(Stored data)
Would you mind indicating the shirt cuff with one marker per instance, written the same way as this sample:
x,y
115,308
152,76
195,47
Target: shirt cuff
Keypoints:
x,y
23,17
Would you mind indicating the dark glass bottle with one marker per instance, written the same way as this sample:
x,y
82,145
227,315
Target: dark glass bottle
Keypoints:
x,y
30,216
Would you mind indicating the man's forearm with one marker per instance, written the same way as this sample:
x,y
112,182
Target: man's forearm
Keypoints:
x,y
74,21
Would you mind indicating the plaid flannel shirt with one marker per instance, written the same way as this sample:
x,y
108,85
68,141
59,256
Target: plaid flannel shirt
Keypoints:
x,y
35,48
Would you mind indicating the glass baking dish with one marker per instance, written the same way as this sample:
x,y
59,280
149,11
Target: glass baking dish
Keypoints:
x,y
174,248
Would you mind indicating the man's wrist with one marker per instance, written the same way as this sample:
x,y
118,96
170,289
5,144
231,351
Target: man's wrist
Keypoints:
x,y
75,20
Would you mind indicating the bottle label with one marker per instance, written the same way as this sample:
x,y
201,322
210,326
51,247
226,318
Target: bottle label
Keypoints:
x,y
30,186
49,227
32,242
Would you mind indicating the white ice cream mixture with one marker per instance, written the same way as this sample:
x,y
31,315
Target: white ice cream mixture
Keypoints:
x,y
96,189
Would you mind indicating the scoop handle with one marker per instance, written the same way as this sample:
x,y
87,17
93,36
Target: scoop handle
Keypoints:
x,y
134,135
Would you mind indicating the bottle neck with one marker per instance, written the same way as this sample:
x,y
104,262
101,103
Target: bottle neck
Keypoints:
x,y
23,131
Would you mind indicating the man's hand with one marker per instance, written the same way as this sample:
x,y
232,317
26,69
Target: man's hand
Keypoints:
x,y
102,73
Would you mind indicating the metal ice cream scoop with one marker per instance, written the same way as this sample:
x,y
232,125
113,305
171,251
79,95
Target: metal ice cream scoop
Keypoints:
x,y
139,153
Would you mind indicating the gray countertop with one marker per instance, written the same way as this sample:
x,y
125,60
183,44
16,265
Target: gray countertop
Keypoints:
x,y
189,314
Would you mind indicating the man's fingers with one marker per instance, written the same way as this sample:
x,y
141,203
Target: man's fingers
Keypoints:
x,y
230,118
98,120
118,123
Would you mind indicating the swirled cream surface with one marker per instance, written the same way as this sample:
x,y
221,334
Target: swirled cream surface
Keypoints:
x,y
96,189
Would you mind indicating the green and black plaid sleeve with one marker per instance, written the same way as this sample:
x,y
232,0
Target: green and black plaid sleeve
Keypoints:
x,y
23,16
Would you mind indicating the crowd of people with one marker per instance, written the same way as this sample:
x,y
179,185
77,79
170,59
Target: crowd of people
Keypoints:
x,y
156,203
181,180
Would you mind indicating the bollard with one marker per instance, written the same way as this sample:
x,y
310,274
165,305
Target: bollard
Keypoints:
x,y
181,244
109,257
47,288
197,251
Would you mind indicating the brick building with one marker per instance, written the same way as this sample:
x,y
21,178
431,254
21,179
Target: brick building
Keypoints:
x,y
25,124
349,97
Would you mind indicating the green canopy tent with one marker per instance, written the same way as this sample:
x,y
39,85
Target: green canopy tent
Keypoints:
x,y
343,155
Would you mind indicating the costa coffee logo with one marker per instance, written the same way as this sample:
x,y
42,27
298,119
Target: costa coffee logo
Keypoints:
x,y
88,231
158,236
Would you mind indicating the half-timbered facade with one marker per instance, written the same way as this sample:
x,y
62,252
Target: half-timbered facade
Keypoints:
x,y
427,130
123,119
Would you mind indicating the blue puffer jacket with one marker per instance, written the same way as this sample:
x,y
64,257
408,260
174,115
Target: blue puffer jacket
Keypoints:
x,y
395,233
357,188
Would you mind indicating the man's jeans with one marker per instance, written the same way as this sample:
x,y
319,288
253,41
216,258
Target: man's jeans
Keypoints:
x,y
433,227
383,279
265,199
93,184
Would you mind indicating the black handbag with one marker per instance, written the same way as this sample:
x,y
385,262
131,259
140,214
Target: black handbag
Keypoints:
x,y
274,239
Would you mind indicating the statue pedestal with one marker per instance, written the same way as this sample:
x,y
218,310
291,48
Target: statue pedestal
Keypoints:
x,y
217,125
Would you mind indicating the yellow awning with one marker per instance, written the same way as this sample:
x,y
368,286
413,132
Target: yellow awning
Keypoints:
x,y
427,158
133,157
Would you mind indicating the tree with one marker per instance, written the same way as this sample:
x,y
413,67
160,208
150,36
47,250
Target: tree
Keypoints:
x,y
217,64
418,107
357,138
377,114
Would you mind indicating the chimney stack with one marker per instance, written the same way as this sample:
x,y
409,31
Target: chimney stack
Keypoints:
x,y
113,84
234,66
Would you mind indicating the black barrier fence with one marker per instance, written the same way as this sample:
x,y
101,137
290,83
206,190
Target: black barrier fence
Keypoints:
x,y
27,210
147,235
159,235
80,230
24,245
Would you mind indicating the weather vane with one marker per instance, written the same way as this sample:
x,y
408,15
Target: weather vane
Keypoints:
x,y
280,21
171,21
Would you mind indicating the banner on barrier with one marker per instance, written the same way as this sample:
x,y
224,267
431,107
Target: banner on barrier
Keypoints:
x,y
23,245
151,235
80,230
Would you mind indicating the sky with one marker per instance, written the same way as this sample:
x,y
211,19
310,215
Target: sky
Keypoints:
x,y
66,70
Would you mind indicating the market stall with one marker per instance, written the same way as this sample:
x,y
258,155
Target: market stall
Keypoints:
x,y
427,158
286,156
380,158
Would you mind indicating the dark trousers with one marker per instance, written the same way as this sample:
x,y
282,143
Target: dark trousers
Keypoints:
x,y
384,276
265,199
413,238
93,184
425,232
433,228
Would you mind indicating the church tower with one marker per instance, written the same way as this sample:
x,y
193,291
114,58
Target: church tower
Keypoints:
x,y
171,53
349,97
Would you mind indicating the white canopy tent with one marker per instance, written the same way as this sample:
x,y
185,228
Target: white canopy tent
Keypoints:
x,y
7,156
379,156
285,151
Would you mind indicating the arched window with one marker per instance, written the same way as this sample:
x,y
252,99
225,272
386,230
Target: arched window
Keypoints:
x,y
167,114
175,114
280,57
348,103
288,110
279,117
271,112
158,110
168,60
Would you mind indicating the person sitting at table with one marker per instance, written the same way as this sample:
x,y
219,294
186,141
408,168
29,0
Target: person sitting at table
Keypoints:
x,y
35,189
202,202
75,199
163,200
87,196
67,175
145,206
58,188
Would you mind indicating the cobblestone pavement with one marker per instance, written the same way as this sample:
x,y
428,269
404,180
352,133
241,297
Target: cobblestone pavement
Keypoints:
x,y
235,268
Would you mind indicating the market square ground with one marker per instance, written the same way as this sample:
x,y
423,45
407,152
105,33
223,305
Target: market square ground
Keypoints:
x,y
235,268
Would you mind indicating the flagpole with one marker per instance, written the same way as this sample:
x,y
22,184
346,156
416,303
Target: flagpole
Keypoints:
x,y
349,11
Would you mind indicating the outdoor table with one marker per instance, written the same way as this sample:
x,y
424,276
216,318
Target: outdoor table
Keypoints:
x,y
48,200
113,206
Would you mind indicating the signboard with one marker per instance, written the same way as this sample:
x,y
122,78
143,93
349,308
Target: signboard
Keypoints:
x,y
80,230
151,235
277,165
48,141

...

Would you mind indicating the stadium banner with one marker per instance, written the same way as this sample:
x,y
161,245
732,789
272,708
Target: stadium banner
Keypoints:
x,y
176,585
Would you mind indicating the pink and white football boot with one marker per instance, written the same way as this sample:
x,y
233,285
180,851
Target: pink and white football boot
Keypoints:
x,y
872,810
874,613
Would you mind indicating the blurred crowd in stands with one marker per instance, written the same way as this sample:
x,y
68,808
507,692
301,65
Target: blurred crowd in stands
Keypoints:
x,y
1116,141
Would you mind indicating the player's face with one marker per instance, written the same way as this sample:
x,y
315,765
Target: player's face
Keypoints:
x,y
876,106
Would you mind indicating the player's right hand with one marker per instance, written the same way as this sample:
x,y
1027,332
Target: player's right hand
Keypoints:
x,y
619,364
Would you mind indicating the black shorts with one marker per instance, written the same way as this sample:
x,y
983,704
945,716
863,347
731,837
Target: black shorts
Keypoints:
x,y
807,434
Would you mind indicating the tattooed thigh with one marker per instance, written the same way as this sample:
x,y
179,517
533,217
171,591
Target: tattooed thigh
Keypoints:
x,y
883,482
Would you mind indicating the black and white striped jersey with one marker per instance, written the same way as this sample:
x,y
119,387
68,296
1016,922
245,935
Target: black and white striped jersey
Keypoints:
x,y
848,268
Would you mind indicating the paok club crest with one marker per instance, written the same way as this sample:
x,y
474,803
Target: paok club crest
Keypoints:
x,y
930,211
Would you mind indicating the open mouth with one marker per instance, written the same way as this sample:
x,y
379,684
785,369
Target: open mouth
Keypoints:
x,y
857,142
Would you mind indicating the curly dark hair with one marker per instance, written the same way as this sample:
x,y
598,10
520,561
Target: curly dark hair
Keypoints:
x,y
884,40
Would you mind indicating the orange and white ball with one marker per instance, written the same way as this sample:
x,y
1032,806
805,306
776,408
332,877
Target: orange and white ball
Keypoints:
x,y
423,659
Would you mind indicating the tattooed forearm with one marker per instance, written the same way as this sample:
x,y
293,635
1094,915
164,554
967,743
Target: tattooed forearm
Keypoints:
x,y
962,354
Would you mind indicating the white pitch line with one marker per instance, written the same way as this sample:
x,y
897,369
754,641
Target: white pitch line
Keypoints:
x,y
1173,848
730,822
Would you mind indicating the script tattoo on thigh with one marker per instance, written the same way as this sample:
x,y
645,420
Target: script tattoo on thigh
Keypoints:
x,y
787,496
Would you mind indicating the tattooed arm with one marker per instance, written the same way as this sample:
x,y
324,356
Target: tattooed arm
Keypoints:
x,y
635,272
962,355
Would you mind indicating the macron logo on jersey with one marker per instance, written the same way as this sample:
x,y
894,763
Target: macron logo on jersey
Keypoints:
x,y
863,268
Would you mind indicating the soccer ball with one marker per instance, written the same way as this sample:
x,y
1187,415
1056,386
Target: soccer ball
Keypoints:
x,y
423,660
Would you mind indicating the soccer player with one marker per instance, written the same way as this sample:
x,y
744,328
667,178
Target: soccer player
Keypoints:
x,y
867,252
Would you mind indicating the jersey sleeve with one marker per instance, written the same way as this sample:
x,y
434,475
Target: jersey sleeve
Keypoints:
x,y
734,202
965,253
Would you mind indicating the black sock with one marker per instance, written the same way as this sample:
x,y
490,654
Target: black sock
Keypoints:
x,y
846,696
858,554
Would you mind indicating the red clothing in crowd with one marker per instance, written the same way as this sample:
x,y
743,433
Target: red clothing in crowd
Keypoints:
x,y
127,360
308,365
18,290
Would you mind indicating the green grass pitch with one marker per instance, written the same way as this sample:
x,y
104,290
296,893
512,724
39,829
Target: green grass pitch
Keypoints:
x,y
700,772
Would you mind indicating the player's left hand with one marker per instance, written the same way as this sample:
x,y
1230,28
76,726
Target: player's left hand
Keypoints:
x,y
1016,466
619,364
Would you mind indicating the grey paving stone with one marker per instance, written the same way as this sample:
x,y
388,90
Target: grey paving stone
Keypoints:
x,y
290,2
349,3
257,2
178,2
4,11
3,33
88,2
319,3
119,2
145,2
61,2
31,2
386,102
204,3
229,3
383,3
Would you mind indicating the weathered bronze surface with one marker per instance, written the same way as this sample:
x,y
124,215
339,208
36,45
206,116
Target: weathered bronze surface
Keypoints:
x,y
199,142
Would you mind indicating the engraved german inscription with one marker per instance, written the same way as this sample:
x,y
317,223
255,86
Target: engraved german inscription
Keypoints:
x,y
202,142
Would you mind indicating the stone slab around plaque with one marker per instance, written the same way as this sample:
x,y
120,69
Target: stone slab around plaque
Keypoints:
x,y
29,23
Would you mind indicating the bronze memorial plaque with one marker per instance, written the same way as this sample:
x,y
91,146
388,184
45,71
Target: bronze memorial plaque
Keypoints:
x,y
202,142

--

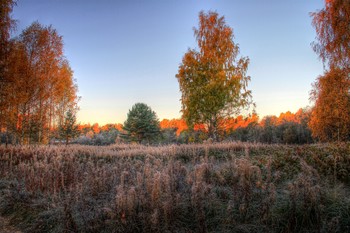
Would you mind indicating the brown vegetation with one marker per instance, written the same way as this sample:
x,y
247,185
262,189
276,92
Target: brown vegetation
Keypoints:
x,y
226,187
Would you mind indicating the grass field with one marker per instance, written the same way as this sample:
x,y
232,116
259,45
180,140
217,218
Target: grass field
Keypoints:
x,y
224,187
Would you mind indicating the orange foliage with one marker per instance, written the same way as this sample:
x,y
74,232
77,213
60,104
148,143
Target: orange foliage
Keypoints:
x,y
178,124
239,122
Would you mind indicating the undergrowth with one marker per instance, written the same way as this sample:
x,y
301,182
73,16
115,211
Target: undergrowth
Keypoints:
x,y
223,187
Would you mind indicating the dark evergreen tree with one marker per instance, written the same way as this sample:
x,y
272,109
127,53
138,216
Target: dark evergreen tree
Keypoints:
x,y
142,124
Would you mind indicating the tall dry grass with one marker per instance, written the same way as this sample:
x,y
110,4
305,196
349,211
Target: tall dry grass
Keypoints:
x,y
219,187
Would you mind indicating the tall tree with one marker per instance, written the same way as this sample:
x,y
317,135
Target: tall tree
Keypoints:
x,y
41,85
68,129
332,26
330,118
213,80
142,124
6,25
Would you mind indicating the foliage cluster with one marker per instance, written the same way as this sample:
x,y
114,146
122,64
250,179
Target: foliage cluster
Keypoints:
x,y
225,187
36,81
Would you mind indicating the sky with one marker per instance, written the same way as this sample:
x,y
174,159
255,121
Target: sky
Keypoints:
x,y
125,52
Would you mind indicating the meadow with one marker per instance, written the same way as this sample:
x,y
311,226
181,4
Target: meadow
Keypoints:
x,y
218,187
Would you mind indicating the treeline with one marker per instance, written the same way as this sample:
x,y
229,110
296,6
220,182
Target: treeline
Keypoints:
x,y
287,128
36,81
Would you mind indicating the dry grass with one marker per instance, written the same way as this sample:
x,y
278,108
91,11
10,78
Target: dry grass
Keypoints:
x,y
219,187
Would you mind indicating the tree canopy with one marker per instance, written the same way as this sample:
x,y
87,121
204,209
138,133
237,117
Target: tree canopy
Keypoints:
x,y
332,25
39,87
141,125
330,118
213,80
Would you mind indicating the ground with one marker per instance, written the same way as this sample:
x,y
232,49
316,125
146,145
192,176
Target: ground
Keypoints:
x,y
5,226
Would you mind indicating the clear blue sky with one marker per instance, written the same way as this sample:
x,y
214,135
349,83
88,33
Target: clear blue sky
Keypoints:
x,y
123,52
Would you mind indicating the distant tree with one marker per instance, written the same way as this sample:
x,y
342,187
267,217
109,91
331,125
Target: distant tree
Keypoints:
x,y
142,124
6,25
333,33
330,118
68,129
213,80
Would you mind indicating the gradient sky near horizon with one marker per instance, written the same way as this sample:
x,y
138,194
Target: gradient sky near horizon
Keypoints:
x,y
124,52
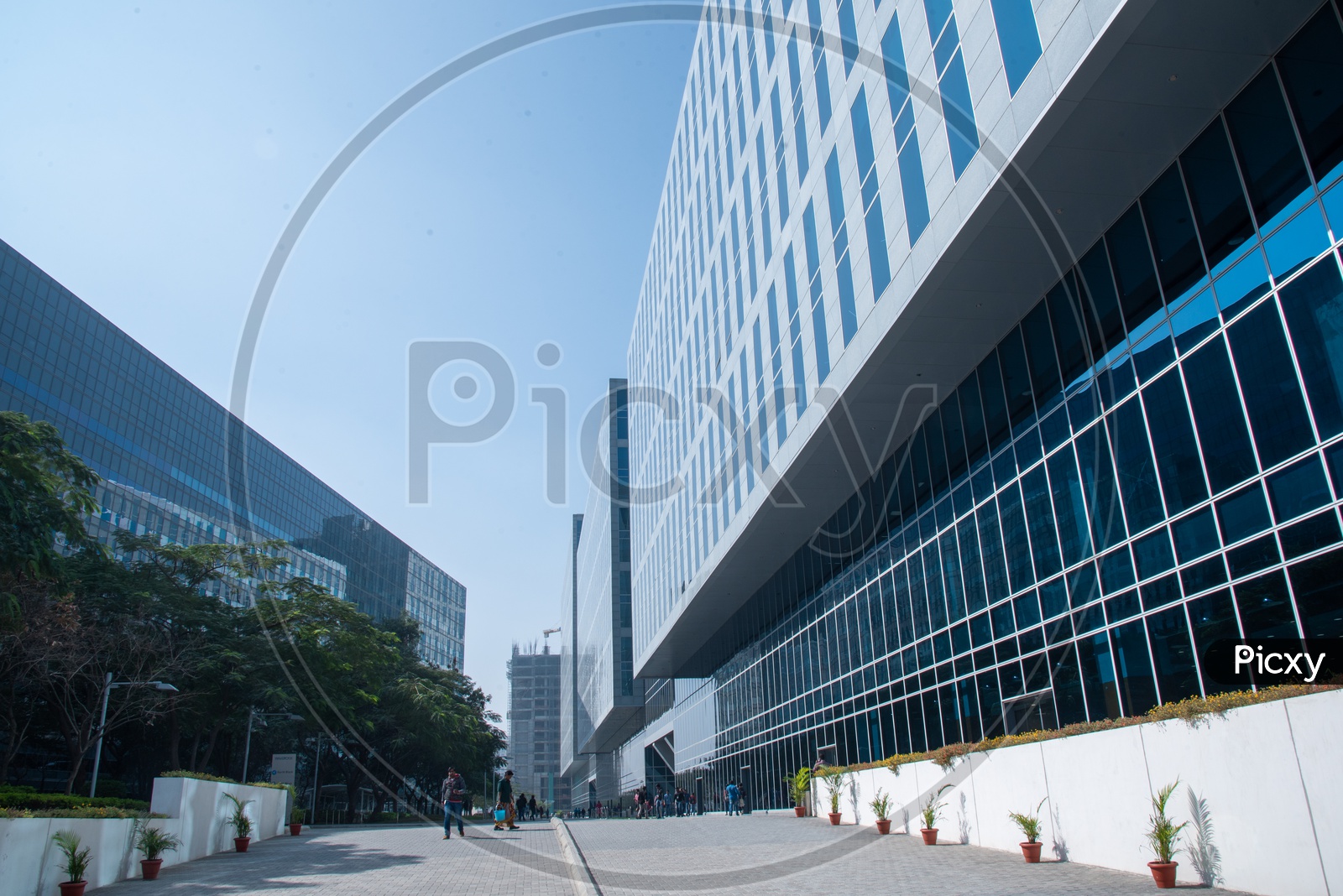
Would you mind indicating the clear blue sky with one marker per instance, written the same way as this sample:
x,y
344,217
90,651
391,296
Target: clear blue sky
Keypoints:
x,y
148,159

(Problem) State how many lines in the entries above contain the word "brown", giving only the number.

(Completed task) 2